▶ **Set problem**: Output every line of the records below verbatim, with nothing changed, added, or left out.

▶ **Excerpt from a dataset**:
####################

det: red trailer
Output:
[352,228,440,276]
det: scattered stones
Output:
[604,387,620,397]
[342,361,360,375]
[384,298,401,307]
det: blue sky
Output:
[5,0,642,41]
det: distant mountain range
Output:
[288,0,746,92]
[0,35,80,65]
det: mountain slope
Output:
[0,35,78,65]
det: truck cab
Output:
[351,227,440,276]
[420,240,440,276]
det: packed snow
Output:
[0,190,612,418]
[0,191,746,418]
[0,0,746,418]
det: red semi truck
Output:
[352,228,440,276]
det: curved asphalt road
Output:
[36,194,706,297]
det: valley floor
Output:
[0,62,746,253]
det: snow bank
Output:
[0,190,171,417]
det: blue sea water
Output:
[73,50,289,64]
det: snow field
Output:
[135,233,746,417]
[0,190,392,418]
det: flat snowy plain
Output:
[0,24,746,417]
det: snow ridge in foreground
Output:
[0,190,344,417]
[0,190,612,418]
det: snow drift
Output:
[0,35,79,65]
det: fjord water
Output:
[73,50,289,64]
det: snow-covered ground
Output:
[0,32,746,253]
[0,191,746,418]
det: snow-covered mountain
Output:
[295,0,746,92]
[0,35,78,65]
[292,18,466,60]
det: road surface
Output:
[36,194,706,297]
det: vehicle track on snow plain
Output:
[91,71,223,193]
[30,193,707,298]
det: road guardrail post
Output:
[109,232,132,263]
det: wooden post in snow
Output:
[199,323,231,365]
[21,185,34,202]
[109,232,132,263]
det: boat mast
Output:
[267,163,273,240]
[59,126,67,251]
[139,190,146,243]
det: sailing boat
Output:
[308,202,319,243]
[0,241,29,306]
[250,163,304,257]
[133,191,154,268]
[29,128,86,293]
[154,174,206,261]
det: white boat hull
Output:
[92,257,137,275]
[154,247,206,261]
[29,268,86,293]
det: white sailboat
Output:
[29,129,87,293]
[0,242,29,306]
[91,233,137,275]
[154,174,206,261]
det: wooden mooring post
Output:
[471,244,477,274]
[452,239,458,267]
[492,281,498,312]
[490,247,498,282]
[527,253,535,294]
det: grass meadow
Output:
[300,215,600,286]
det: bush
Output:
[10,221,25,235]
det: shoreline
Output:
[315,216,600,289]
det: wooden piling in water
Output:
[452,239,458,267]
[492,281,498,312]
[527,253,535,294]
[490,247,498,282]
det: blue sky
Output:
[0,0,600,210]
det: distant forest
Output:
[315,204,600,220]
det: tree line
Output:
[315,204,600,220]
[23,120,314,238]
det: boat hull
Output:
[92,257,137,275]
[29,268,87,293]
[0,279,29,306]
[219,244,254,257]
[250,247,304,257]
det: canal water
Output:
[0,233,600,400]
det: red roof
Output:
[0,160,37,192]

####################

▶ **Exercise response**:
det: red trailer
Output:
[352,228,440,276]
det: scattered stones
Output:
[604,387,620,397]
[342,361,360,375]
[384,298,401,307]
det: blue sky
Output:
[5,0,642,41]
det: distant mountain range
Output:
[288,0,746,92]
[0,35,80,65]
det: mountain slope
Output:
[0,35,78,65]
det: truck cab
Output:
[351,227,440,276]
[420,240,440,276]
det: packed snow
Output:
[0,190,612,418]
[0,191,746,418]
[0,0,746,418]
det: red semi truck
Output:
[352,228,440,276]
det: curved asphalt road
Output:
[36,194,706,297]
det: valley floor
Output:
[0,62,746,253]
det: snow bank
Output:
[0,190,171,417]
det: blue sea water
Output:
[73,50,289,64]
det: snow field
Output:
[135,233,746,417]
[0,190,392,418]
det: flat snowy plain
Output:
[0,24,746,417]
det: snow ridge in foreground
Output:
[0,190,344,417]
[0,190,612,418]
det: snow drift
Output:
[0,35,79,65]
det: fjord water
Output:
[73,50,289,64]
det: snow-covered ground
Output:
[0,32,746,253]
[0,191,746,418]
det: snow-covered mountain
Output:
[295,0,746,92]
[0,35,78,65]
[292,18,466,60]
det: road surface
Output:
[36,194,706,297]
det: vehicle track on snow plain
Output:
[91,71,223,193]
[30,193,707,298]
det: road guardrail post
Output:
[109,232,132,263]
det: wooden post in snow
Output:
[199,323,231,365]
[21,185,34,202]
[109,232,132,263]
det: boat mast
Output:
[267,163,273,240]
[59,126,67,251]
[139,190,146,243]
det: sailing boat
Output:
[308,202,319,243]
[0,241,29,306]
[250,163,304,257]
[133,191,154,268]
[29,128,86,293]
[154,174,206,261]
det: white boat hull
Output:
[92,257,137,275]
[154,247,206,261]
[29,268,86,293]
det: white sailboat
Output:
[29,129,87,293]
[0,242,29,306]
[91,233,137,275]
[154,174,206,261]
det: wooden mooring post
Output:
[471,244,477,274]
[452,239,458,267]
[492,281,498,312]
[490,247,498,282]
[527,253,535,294]
det: grass meadow
Output:
[300,215,600,286]
det: bush
Output:
[10,221,25,235]
det: shoreline
Output:
[315,216,600,289]
det: wooden piling in water
Output:
[452,239,458,267]
[492,281,498,312]
[527,253,535,294]
[490,247,498,282]
det: blue sky
Output:
[0,0,600,210]
det: distant forest
Output:
[315,204,600,220]
det: tree line
Output:
[315,204,600,220]
[23,120,314,238]
det: boat hull
Output:
[92,257,137,275]
[29,268,87,293]
[0,279,29,306]
[219,244,254,257]
[250,247,304,257]
det: canal water
Output:
[0,233,600,400]
det: red roof
Output:
[0,160,37,192]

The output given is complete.